* **Directive**
Set down the material below verbatim, reproducing every line without alteration.

Start of Material for this exercise

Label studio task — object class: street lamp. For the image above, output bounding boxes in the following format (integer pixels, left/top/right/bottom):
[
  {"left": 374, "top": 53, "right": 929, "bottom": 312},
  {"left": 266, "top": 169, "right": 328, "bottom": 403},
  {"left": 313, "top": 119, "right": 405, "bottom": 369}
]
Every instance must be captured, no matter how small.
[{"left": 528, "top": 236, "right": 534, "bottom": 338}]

End of Material for this exercise

* **Task response**
Label studio task — object class: street lamp. For the image above, output bounding boxes in the following format (integer pixels, left/top/right/bottom):
[
  {"left": 374, "top": 53, "right": 929, "bottom": 312},
  {"left": 266, "top": 169, "right": 328, "bottom": 403},
  {"left": 313, "top": 119, "right": 405, "bottom": 369}
]
Every instance must be captured, no matter how small.
[{"left": 528, "top": 236, "right": 534, "bottom": 338}]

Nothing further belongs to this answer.